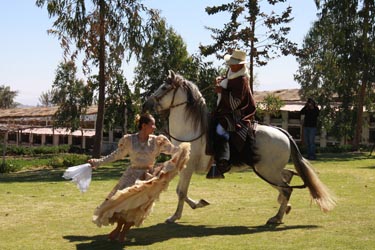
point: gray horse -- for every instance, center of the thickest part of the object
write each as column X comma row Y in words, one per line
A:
column 187, row 122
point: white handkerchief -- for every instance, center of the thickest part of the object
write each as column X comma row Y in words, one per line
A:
column 80, row 175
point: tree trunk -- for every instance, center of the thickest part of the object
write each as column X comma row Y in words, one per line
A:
column 100, row 113
column 365, row 63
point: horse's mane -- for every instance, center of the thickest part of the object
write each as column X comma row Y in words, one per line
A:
column 196, row 107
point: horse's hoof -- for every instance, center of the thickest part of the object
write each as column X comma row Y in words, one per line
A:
column 288, row 208
column 203, row 203
column 274, row 221
column 171, row 220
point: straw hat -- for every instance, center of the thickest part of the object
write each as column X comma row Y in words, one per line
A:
column 237, row 57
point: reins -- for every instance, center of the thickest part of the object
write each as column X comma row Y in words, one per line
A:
column 171, row 106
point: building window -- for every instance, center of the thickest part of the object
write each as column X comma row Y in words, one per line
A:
column 63, row 139
column 49, row 139
column 372, row 135
column 295, row 132
column 77, row 141
column 12, row 137
column 37, row 139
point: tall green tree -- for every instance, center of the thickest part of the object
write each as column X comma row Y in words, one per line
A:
column 104, row 31
column 46, row 98
column 263, row 35
column 336, row 64
column 7, row 97
column 71, row 95
column 121, row 105
column 165, row 51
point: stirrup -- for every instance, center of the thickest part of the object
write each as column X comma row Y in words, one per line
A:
column 214, row 173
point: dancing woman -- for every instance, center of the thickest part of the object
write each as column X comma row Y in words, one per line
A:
column 132, row 199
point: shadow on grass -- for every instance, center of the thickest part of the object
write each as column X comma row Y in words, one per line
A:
column 329, row 157
column 163, row 232
column 55, row 175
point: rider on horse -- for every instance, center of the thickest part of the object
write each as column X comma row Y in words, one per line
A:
column 232, row 116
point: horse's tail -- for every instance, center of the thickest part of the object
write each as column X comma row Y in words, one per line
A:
column 319, row 192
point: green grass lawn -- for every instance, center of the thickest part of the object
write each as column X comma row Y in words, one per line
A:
column 40, row 210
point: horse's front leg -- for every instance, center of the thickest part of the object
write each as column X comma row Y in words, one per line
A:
column 182, row 187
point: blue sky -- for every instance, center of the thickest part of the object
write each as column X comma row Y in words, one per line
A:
column 29, row 56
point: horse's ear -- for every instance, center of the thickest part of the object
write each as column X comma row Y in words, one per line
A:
column 171, row 74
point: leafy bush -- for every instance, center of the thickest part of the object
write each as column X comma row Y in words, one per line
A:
column 40, row 150
column 68, row 160
column 8, row 167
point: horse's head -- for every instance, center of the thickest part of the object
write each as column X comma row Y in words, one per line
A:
column 166, row 96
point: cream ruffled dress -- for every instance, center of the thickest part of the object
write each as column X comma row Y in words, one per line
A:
column 134, row 195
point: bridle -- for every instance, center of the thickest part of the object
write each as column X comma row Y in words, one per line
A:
column 172, row 105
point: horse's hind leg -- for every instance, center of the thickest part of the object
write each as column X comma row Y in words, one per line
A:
column 283, row 198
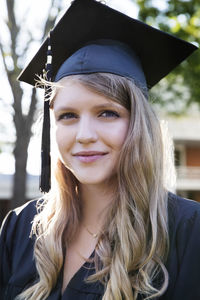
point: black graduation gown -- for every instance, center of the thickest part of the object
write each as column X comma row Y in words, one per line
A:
column 17, row 267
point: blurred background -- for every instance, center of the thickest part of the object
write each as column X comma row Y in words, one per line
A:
column 24, row 24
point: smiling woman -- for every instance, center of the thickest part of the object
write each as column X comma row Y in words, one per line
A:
column 107, row 228
column 90, row 131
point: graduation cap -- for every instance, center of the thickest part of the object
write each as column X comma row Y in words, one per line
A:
column 92, row 37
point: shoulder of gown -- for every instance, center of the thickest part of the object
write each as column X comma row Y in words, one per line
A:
column 183, row 261
column 17, row 266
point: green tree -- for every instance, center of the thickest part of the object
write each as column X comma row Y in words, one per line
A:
column 13, row 55
column 180, row 18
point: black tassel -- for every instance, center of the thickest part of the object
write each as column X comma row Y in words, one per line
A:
column 45, row 178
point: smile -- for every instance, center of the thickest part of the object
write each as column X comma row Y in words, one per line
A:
column 89, row 156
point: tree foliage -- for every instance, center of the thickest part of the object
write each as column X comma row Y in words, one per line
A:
column 13, row 55
column 180, row 18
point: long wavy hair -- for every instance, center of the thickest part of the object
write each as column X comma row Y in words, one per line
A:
column 133, row 245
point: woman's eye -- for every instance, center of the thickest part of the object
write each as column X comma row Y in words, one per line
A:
column 109, row 114
column 67, row 116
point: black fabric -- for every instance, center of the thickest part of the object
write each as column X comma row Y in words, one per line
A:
column 90, row 20
column 17, row 267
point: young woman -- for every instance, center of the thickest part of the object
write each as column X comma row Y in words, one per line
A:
column 108, row 229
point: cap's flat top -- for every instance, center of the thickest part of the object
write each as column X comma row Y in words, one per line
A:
column 88, row 20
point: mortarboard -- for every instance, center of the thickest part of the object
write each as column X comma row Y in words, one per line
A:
column 91, row 37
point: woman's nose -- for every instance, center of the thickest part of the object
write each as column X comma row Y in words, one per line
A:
column 86, row 132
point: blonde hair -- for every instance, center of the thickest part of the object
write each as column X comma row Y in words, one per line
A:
column 133, row 247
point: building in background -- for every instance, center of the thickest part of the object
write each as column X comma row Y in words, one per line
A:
column 185, row 132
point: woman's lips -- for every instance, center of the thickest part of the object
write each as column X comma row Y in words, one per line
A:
column 89, row 156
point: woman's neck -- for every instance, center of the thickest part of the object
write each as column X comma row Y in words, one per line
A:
column 95, row 199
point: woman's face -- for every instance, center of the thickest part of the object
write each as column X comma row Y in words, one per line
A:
column 90, row 132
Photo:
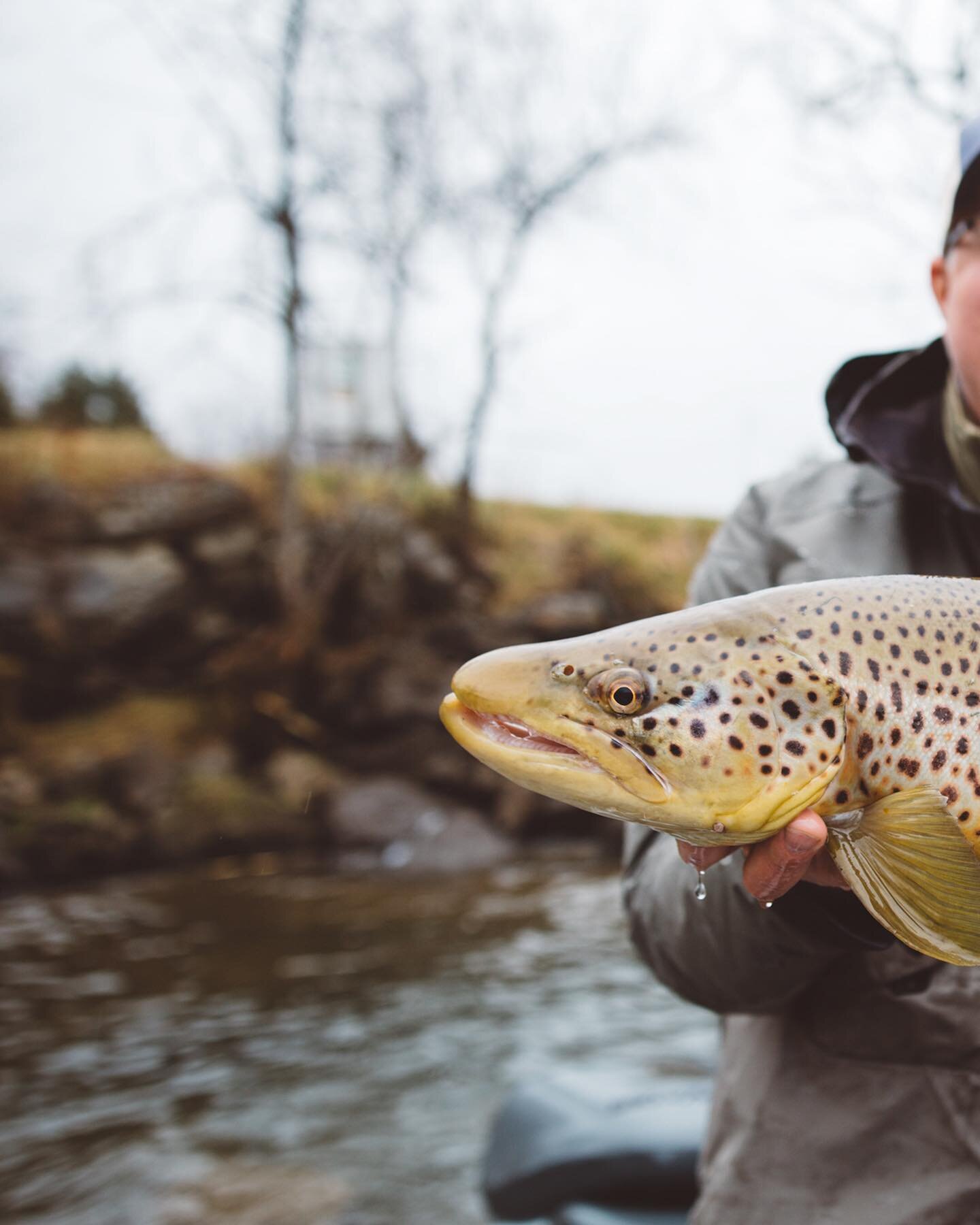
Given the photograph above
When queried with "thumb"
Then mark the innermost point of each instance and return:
(777, 864)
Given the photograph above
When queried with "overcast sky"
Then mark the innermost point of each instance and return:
(674, 327)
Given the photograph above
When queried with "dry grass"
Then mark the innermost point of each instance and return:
(642, 563)
(84, 461)
(165, 721)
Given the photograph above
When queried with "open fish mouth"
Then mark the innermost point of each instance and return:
(511, 733)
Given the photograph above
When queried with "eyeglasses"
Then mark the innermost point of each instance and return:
(956, 235)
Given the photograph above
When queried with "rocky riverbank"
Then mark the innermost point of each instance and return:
(157, 706)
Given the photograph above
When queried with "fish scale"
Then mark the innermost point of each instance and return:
(718, 724)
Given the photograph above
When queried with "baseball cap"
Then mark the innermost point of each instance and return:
(967, 199)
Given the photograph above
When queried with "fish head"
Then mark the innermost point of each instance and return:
(715, 733)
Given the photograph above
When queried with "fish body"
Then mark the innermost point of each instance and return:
(721, 723)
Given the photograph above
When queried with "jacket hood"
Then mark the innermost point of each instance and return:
(887, 410)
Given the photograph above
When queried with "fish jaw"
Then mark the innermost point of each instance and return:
(544, 765)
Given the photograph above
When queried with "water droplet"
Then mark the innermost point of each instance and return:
(700, 889)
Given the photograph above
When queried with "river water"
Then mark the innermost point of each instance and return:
(254, 1041)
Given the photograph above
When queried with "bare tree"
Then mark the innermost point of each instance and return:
(848, 58)
(540, 130)
(272, 172)
(527, 205)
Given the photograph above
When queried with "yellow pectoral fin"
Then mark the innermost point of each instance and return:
(917, 874)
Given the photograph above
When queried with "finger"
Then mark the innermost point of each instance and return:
(777, 864)
(702, 857)
(822, 870)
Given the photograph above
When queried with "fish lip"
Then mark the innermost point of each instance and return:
(514, 733)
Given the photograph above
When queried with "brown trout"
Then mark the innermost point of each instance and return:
(719, 724)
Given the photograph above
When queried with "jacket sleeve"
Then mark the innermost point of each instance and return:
(727, 952)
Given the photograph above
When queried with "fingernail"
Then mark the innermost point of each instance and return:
(799, 842)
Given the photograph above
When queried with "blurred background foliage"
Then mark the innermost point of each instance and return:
(329, 269)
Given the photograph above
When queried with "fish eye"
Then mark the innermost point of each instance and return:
(624, 698)
(623, 690)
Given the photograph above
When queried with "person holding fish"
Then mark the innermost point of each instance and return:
(849, 1078)
(811, 736)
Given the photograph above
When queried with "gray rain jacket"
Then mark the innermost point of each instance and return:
(849, 1079)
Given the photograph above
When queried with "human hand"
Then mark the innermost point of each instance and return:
(773, 866)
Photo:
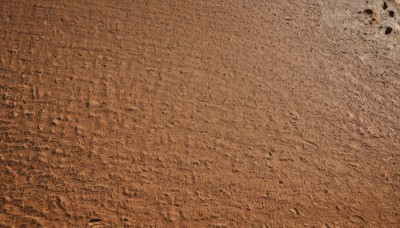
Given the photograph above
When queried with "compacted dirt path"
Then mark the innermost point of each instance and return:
(199, 113)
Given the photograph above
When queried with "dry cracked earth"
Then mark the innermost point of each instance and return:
(186, 113)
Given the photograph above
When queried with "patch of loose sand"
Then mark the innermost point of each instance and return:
(199, 113)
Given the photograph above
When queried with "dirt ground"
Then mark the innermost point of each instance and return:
(189, 113)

→ Task objective:
Filter the data above down to lines with the word "background", and copy them.

→ Answer to this exercise:
point: blurred background -- for every instance, center of the thickest part of the object
point: building in background -- for every instance, center of the thickest part of the object
When queried with "blurred background foliage"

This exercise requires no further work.